The Lesson of the Look

We live in an age in which we are barraged by information. Often it is quite difficult for us to determine truth from a lie, mere opinion or even preference. Sometimes we think we know more than we actually do. Sometimes we are convinced that we need additional or unavailable information. However many times we are convinced before we consider all of the obtainable or important data.

Apparently this common human tendency is not new. For instance, this morning I was reading the Gospel of Luke, which reports “trial” of Jesus before the High Priest in Jerusalem, during which Peter denies his Lord. Although Peter’s denial was predicted by Jesus earlier in the chapter, it came as a complete surprise to Peter, who had pledged to support Jesus even if he died doing it. Jesus, however, was adamant and insisted on Peter’s future failure.

You probably know the story. During Jesus’ trial, Peter does in fact deny Jesus three times. Jesus knows Peter better than Peter knows Peter! It is here, however, that Luke adds an insightful detail. It seems that as soon as the words come out of Peter’s mouth, “I do not know the man” that Jesus turns and looks directly at Peter, who now recalls Jesus’ prediction. Peter responded with immediate sorrow and repentance.

I’ve often pondered the “look” of Jesus towards Peter. It was if it was merely a glance or casual look, it is likely that Luke would not mention it. Of course a dirty look or a haughty “I told you so look” would be totally out of character for Jesus. But I wonder, if it was a look of disappointment. Surely Peter was disappointed in himself. And although Jesus may have been disappointed with Peter’s conduct, it surely was no surprise to Jesus. Could it have been a “hurt” look? No doubt Peter’s denial would have emotionally wounded Jesus and add to his emotional suffering. That empty feeling of personal rejection by one of his closest allies surely hurt him deeply.

I think the “look” was one of compassion and love. The New Testament describes this as a life-changing moment for Peter. In an instant, he was overcome by the vast love of the Lord Jesus towards him. Peter recognized that Jesus really loved him despite of all of his failures. Apparently he was overwhelmed by the undeserved love and compassion of Jesus, who was then voluntarily experiencing judgment and wrath for him.

Although he may not have realized it immediately, Peter soon became aware that through the cruel death of Jesus God was providing salvation for sinners. Later in his first letter Peter writes about Jesus: He himself bore our sins in his body on the tree, that we might die to sin and live to righteousness. By his wounds you have been healed. For you were straying like sheep, but have now returned to the Shepherd and Overseer of your souls.

### WRITTEN REQUEST A:
Copy out every one of the rows below, requests included. Multiply each coordinate in the answers by 2.15 and round to whole numbers, with halves rounded up. Leave the numbers in the requests and their format samples unchanged.

### RECORD LIST:
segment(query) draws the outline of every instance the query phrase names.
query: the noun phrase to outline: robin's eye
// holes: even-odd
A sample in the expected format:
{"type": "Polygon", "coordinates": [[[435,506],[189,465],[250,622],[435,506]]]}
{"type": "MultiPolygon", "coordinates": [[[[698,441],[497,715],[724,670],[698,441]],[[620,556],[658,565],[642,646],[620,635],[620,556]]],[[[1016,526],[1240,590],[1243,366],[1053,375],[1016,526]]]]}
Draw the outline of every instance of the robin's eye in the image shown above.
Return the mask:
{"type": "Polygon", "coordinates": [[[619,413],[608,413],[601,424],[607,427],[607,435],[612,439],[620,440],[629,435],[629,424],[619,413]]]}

### WRITTEN REQUEST B:
In the text about Peter's denial, write out everything from "Apparently this common" down to "Peter’s future failure." again, replacing "Gospel of Luke" with "Gospel of Mark".

### TASK ANSWER A:
segment(query) draws the outline of every instance the query phrase names.
query: the noun phrase to outline: robin's eye
// holes: even-odd
A sample in the expected format:
{"type": "Polygon", "coordinates": [[[435,506],[189,465],[250,622],[435,506]]]}
{"type": "MultiPolygon", "coordinates": [[[[698,441],[497,715],[724,670],[698,441]],[[620,556],[658,565],[642,646],[620,635],[620,556]]],[[[1016,526],[1240,590],[1243,366],[1053,375],[1016,526]]]]}
Draw the outline of every instance of the robin's eye in the image shown above.
Return the mask:
{"type": "Polygon", "coordinates": [[[1331,888],[1307,888],[1292,912],[1305,918],[1305,935],[1316,944],[1333,946],[1352,935],[1352,912],[1331,888]]]}

### TASK ANSWER B:
Apparently this common human tendency is not new. For instance, this morning I was reading the Gospel of Mark, which reports “trial” of Jesus before the High Priest in Jerusalem, during which Peter denies his Lord. Although Peter’s denial was predicted by Jesus earlier in the chapter, it came as a complete surprise to Peter, who had pledged to support Jesus even if he died doing it. Jesus, however, was adamant and insisted on Peter’s future failure.